··· Selected extract

Re-EDucation, or Re-ED, is a systematic approach to working with children who have mental health and behavioral issues. Re-ED focuses on discovering and building upon the existing strengths of children – not dwelling on their weaknesses or deficiencies so that these positive attributes will ultimately occupy more of their being.
The success of the Re-ED model, in particular, is rooted in the abilities of dedicated teacher-counselors to build trusting relationships with students – relationships that inspire confidence, hope, empathy and resiliency.
When asked to describe the Re-ED philosophy, Dr. Nicholas Hobbs, its architect, identified these 12 principles:
- Life is to be lived now, not in the past, and lived in the future only as a present challenge.
- Trust between the child and adult is essential, the foundation on which all other principles rest, the glue that holds teaching and learning together; the beginning point for re-education.
- Time is an ally, working on the side of growth in a period of development when life has a tremendous forward thrust.
- Competence makes a difference; children and adolescents should be helped to be good at something, and especially at schoolwork.
- Self-control can be taught and children and adolescents helped to manage their behavior without the development of psychodynamic insight; symptoms can and should be controlled by direct address, not necessarily by an uncovering therapy.
- The cognitive competence of children and adolescents can be considerably enhanced; they can be taught generic skills in the management of their lives as well as strategies for coping with the complex array of demands placed on them by family, school, community, or job; in other words, intelligence can be taught.
- Feelings should be nurtured, shared spontaneously, controlled when necessary, expressed when too long repressed, and explored with trusted others.
- The group is very important to young people; it can be a major source of instruction in growing up.
- Ceremony and ritual give order, stability, and confidence to troubled children and adolescents, whose lives are often in considerable disarray.
- The body is the armature of the self, the physical self around which the psychological self is constructed.
- Communities are important for young children and youth, but the uses and benefits of community must be experienced to be learned.
- In growing up, a child should know some JOY in each day, and look forward to some joyous event for the morrow.
Re-ED is a state of heart as much as a state of mind – as much spiritual as it is intellectual. That’s how Dr. Frank Fecser, who served as PEP’s CEO for two decades, characterizes Re-ED.
“It begins with an attitude of unconditional caring – not just for troubled and troubling children, but for all people,” Fecser once wrote. “It incorporates a sense of limitless hope sprinkled with naiveté and energized by boundless enthusiasm. When it comes to children, Re-ED is blind in one eye and has stars in the other. Re-ED never says never. Re-ED is not good at finding the disease or sickness or weakness in people. Re-ED targets personal strengths and builds on them. Re-ED sizes up what’s working, what’s resilient, and then nurtures that part so that it takes up more and more space in a child’s life.”

······

> [Task requirements]:
a - Quote the passage of the Re-ED text starting with "The success of" and going on through "especially at schoolwork.".
b - Name every quality that, according to the Re-ED text, the relationships built by teacher-counselors inspire.
Draw only on the Re-ED text, with no outside sources.

··· Dataset records

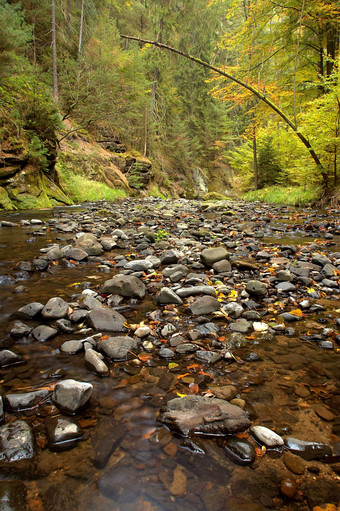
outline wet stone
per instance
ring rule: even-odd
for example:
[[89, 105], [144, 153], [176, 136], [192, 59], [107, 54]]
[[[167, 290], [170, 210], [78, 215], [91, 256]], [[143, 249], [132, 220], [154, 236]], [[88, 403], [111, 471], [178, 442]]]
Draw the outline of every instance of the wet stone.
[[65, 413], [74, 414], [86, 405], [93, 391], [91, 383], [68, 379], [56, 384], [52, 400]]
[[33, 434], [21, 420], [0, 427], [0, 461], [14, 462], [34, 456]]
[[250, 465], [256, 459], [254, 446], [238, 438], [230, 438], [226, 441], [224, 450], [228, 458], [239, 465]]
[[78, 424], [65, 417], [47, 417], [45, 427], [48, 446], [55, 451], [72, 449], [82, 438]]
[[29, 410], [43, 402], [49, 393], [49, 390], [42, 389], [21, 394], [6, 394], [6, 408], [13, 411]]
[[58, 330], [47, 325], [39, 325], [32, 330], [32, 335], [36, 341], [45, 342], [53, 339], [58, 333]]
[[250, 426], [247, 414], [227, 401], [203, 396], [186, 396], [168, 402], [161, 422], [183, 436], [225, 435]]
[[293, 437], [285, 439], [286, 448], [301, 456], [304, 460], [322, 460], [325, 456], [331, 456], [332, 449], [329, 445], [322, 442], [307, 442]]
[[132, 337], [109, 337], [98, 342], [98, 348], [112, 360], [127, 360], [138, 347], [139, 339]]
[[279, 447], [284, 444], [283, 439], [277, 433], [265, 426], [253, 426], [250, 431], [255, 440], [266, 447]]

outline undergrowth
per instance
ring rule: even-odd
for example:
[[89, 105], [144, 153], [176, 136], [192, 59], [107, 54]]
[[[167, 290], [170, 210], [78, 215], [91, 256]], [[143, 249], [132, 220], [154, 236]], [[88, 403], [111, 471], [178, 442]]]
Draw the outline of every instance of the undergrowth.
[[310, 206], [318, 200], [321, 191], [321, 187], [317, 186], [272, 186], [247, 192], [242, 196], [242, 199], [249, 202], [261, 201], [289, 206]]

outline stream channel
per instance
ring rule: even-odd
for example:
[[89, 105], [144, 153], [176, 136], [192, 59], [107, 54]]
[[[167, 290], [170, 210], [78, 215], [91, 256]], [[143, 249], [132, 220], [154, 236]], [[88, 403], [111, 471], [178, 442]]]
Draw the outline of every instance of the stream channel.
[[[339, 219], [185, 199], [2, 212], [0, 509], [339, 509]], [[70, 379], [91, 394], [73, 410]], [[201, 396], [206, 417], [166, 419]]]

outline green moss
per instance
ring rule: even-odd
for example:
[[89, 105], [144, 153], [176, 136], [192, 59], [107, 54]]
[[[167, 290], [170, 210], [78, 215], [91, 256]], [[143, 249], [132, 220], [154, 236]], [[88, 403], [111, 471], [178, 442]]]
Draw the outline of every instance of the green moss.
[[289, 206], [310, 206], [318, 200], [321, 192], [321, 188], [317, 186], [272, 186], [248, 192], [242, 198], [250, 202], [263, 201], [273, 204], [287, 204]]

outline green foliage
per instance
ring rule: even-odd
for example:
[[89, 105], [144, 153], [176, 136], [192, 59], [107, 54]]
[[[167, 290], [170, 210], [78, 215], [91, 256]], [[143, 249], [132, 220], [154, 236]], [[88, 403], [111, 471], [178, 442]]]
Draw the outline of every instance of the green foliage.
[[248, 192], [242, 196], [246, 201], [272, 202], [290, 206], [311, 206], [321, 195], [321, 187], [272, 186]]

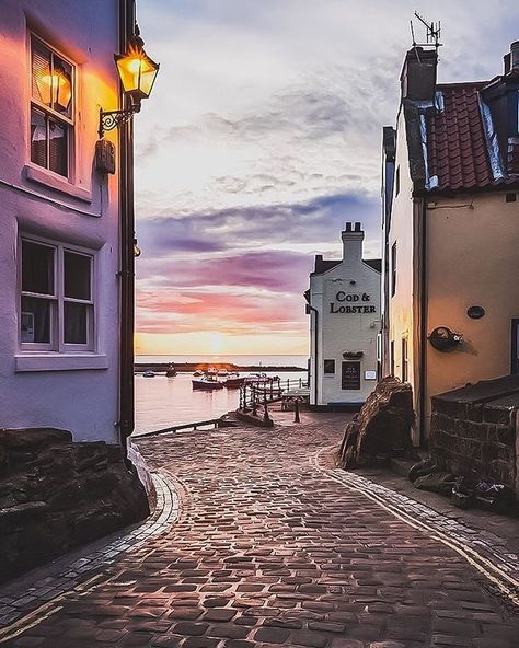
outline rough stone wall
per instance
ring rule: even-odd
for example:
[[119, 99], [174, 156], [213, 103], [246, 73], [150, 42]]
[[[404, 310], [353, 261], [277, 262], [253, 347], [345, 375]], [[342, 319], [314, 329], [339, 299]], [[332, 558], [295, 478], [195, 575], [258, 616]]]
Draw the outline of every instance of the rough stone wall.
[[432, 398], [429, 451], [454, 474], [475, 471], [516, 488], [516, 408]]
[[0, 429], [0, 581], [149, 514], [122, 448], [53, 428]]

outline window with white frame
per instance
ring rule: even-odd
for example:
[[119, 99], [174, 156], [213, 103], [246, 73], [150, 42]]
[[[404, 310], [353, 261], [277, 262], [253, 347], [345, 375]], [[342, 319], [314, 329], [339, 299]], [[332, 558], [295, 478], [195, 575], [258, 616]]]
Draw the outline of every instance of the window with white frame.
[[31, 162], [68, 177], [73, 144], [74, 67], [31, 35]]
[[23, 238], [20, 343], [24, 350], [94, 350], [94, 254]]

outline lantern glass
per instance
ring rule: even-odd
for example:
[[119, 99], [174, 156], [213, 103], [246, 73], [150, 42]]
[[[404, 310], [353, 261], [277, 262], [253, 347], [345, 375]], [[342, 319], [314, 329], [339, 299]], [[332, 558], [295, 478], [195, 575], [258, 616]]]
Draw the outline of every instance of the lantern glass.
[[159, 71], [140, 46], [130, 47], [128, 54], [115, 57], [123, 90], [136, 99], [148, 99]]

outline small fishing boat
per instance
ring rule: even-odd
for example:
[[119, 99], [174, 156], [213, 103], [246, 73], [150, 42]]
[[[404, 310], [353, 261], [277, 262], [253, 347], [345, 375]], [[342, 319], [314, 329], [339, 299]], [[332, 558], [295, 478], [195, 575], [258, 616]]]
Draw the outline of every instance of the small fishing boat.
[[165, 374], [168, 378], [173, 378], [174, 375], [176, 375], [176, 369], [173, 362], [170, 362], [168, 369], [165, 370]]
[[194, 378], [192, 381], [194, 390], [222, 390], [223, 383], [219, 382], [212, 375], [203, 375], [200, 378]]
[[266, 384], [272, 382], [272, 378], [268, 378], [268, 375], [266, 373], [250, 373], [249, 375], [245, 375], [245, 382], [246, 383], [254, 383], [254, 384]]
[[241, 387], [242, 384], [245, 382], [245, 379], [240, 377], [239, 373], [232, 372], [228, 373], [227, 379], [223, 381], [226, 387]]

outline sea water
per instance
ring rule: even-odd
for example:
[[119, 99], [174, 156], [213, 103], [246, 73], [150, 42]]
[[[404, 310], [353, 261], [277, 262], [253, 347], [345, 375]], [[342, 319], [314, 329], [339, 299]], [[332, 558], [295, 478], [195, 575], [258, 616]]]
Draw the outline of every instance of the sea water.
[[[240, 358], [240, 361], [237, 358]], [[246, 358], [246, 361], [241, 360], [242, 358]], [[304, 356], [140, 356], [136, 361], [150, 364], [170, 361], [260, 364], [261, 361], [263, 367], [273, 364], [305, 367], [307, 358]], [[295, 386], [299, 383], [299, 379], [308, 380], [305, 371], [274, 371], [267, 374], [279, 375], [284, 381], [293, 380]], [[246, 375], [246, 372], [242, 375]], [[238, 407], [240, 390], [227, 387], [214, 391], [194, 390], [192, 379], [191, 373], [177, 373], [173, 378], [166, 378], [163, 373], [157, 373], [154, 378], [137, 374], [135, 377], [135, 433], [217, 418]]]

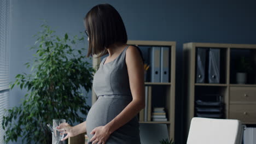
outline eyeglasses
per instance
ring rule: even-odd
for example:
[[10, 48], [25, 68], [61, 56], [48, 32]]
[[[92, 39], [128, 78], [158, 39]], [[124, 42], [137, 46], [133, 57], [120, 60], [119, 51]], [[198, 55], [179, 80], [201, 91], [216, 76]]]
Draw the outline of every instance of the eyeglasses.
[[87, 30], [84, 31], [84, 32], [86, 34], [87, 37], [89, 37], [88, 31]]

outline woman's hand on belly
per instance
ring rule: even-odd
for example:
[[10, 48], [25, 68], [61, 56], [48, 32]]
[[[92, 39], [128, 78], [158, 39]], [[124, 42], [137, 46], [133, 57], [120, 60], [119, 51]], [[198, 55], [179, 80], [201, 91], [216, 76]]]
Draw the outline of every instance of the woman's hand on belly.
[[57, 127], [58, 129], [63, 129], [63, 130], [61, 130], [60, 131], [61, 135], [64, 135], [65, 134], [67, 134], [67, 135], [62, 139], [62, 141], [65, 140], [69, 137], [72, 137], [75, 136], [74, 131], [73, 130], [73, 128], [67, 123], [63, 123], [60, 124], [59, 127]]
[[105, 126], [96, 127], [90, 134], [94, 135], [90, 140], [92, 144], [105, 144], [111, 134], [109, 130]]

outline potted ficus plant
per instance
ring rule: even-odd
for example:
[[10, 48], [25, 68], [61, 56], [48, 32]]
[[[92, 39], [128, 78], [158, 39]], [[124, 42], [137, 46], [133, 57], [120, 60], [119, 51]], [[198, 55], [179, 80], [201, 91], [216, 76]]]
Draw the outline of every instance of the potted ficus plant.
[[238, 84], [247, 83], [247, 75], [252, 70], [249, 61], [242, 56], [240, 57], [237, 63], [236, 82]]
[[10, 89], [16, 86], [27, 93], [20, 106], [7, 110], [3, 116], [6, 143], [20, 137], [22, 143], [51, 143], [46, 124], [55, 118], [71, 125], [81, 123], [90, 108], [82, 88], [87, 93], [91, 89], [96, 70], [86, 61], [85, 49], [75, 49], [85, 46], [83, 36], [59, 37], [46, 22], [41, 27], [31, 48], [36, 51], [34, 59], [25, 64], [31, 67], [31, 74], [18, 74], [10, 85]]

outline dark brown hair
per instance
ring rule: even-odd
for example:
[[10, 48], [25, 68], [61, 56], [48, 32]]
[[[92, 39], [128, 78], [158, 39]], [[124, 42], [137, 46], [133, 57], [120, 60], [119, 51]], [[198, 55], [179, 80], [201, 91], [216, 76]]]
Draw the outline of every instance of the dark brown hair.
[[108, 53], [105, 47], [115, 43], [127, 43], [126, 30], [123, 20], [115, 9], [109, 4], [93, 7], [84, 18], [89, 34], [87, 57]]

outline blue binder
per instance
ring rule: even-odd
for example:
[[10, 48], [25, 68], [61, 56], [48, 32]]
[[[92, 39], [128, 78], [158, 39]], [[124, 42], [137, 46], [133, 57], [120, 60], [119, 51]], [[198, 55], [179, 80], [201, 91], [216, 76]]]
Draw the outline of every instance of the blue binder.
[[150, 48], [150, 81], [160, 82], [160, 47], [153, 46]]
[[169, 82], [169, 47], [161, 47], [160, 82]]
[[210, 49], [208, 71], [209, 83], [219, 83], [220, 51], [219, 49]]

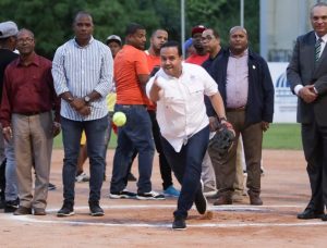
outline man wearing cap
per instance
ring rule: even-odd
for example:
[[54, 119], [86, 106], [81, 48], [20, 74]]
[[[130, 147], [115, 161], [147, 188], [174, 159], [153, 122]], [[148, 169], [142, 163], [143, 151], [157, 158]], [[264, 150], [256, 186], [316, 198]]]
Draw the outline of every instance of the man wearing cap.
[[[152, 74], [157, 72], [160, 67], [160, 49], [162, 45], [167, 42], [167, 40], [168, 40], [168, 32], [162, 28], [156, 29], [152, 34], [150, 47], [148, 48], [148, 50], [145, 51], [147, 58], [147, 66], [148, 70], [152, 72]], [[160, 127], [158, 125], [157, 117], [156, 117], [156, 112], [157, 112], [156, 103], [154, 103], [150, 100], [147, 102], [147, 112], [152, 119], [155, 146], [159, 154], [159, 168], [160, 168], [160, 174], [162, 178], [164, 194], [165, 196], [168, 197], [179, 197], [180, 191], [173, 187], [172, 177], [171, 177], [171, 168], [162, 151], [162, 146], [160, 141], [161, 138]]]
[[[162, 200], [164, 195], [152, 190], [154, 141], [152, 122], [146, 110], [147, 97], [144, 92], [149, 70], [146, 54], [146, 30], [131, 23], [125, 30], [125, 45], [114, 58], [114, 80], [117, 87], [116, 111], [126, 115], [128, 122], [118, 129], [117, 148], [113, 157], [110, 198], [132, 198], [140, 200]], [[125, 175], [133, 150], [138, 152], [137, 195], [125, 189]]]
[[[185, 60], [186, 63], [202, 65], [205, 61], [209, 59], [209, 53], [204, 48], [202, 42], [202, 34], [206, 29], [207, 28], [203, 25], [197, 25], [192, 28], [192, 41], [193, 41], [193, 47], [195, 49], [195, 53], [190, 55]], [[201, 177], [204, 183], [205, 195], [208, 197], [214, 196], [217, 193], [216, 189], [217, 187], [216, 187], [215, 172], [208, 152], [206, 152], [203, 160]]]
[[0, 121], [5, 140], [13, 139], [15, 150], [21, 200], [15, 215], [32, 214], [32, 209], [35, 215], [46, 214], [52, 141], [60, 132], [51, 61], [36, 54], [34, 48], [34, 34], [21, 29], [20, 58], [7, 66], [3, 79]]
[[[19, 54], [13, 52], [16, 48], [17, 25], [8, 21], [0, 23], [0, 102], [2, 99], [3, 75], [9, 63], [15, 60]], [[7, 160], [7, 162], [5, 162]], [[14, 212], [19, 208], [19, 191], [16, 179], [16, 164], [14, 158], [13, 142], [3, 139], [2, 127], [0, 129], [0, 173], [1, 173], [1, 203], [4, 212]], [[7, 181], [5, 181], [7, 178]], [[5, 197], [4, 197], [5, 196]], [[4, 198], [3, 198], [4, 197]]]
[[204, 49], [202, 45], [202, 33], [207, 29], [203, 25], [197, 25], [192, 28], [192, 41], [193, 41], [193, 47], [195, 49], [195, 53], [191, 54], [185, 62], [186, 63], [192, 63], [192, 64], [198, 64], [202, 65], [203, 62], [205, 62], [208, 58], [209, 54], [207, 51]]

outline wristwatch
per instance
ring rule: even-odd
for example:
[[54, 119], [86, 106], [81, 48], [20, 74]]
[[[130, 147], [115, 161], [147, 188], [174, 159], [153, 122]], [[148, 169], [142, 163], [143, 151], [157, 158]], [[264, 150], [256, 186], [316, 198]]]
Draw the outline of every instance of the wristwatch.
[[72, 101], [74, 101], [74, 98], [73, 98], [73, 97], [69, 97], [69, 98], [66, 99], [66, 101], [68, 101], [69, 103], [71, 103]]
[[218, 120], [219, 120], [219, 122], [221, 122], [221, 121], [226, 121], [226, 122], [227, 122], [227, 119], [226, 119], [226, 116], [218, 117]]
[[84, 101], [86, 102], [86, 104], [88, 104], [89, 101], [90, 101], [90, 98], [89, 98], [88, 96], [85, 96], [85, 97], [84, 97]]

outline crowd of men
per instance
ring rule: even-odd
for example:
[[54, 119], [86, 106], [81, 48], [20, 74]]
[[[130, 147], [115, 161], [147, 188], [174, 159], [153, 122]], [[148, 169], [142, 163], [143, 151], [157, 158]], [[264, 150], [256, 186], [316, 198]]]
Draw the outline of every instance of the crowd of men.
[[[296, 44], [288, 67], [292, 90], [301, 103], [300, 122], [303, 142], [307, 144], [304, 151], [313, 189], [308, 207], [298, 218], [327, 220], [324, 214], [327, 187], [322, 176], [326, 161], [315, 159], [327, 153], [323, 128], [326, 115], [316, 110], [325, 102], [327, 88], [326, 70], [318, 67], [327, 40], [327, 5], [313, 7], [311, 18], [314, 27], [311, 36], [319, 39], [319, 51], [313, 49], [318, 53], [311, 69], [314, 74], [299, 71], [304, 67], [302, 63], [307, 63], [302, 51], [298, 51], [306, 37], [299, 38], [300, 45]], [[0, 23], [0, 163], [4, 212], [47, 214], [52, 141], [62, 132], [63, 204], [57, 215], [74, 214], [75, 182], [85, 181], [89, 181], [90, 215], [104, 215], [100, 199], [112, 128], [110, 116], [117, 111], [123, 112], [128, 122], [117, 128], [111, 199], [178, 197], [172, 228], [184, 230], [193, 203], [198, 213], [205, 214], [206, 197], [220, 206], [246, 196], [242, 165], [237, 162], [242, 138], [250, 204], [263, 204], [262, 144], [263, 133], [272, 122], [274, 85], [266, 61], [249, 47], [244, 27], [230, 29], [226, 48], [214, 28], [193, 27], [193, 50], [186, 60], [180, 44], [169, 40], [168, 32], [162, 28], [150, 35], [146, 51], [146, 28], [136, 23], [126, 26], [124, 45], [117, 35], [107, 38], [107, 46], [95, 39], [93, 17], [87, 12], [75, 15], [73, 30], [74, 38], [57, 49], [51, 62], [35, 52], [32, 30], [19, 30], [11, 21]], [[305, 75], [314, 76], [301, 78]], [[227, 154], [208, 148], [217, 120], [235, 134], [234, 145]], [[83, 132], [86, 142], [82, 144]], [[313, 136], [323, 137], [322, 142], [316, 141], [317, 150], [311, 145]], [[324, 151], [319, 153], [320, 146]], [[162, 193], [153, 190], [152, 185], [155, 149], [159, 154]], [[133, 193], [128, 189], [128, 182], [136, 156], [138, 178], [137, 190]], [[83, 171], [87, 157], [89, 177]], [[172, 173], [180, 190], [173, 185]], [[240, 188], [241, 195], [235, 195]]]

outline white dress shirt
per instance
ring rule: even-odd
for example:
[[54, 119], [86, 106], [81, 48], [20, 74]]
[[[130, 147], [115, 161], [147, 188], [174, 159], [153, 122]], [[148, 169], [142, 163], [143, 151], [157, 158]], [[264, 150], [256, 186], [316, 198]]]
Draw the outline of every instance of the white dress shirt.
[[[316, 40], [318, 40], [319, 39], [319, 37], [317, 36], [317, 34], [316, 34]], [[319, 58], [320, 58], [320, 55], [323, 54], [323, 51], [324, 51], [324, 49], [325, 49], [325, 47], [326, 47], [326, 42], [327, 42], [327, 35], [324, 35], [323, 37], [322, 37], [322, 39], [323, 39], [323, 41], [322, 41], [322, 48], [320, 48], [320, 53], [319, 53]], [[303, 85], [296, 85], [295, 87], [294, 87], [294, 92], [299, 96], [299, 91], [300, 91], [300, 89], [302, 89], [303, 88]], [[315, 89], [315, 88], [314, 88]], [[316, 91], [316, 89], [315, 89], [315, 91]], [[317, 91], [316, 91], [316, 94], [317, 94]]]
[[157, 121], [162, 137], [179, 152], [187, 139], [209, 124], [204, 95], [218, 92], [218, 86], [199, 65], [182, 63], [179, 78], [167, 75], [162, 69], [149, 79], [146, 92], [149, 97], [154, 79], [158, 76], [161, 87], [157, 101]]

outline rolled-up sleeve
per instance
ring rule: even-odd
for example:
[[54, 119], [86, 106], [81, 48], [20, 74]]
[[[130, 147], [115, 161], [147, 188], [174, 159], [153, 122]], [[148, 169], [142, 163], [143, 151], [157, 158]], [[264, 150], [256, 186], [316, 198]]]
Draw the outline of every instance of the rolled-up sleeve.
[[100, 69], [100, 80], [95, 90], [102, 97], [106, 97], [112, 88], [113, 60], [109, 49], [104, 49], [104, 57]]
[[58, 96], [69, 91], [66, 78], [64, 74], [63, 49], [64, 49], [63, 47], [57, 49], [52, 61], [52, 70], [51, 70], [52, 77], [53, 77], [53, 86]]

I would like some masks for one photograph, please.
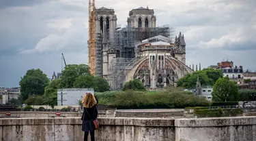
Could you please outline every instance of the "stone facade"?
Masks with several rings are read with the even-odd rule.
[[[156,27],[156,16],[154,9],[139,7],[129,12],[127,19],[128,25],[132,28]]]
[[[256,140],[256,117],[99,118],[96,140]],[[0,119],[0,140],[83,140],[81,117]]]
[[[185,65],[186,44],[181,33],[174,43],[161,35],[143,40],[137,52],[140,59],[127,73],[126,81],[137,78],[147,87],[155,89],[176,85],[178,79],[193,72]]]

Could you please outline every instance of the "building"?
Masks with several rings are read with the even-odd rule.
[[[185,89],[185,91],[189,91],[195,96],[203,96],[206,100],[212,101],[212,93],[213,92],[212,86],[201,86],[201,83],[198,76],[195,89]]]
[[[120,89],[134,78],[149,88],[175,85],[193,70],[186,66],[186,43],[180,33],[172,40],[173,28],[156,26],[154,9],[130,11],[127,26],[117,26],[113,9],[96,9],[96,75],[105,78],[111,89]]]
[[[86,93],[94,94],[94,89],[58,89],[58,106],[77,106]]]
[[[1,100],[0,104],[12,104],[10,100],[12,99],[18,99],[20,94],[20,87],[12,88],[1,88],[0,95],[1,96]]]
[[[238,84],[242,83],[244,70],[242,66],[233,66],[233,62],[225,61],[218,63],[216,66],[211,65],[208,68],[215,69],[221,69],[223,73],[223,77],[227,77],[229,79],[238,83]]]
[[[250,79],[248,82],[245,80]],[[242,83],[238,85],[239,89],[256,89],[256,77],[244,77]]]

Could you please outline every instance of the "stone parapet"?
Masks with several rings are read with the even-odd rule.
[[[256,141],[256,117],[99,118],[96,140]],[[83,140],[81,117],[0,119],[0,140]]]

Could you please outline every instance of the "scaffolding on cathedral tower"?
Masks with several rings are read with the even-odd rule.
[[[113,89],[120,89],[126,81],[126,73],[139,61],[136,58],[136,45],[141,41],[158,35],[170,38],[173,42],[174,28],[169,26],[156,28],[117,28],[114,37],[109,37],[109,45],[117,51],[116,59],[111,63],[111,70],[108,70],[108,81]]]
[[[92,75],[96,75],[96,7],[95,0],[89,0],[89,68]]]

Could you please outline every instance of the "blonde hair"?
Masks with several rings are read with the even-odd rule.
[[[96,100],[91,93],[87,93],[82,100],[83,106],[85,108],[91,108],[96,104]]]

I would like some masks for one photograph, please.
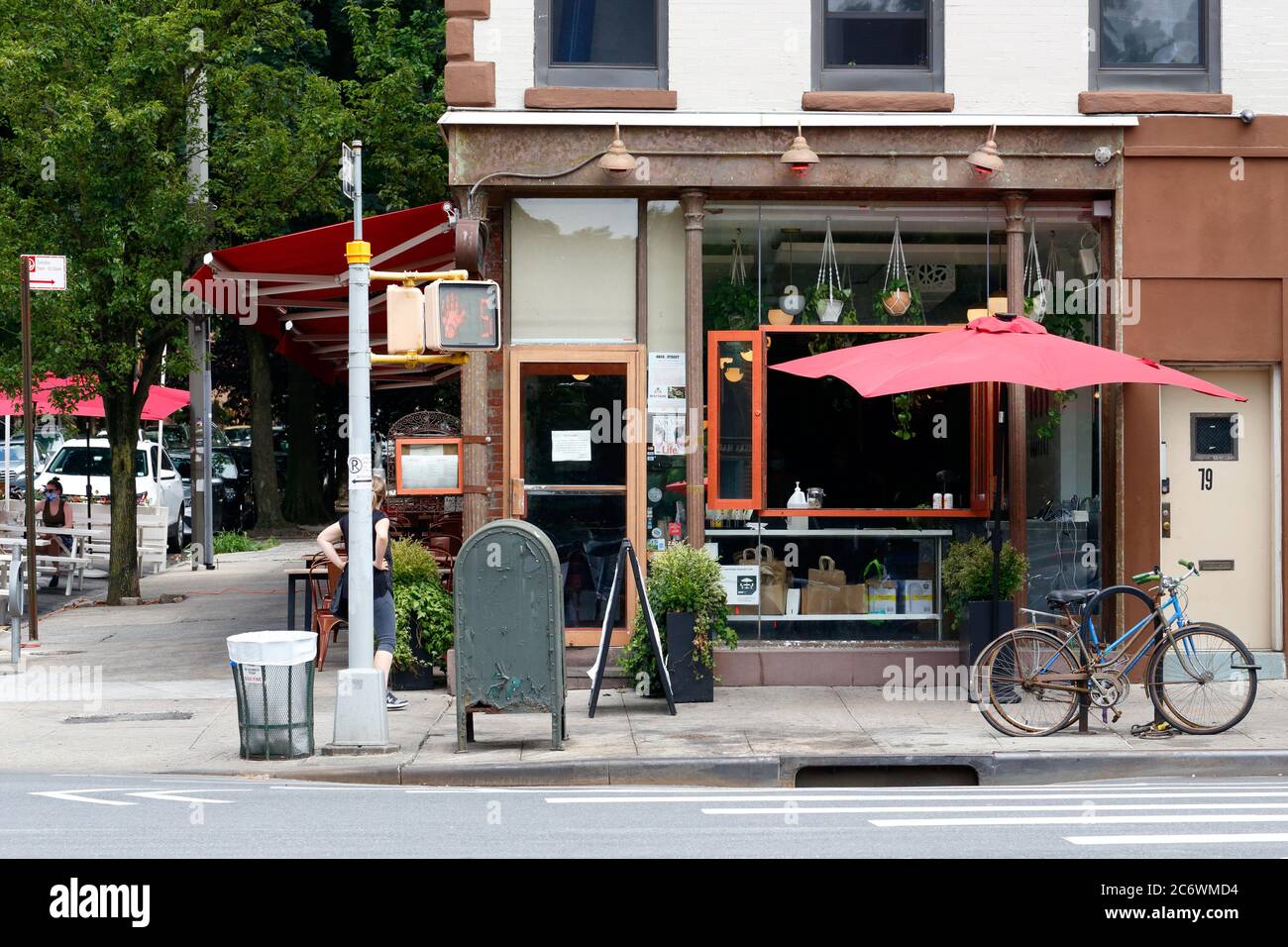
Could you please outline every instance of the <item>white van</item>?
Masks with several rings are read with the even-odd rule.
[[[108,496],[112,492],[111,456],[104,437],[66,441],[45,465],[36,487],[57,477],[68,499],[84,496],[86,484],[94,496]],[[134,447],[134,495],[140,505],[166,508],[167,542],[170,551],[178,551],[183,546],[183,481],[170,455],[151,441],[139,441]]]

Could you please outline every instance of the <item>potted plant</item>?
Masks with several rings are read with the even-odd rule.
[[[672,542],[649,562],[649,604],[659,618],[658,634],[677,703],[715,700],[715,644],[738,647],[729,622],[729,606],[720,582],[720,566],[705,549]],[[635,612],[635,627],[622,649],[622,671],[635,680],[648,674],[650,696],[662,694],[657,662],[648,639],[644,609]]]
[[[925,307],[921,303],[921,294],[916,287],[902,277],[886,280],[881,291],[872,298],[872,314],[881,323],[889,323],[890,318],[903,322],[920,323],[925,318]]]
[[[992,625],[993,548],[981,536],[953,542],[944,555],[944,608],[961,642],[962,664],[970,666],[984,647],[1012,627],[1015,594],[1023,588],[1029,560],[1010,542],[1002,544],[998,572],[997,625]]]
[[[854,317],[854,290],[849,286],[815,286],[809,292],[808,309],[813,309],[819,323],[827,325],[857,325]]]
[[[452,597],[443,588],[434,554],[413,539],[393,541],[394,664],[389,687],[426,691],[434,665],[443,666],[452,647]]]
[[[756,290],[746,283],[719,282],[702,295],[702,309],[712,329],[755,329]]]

······

> [Your responses]:
a -
The success of the Re-ED model, in particular, is rooted in the abilities of dedicated teacher-counselors to build trusting relationships with students – relationships that inspire confidence, hope, empathy and resiliency.
When asked to describe the Re-ED philosophy, Dr. Nicholas Hobbs, its architect, identified these 12 principles:
- Life is to be lived now, not in the past, and lived in the future only as a present challenge.
- Trust between the child and adult is essential, the foundation on which all other principles rest, the glue that holds teaching and learning together; the beginning point for re-education.
- Time is an ally, working on the side of growth in a period of development when life has a tremendous forward thrust.
- Competence makes a difference; children and adolescents should be helped to be good at something, and especially at schoolwork.

b - Confidence, hope, empathy, resiliency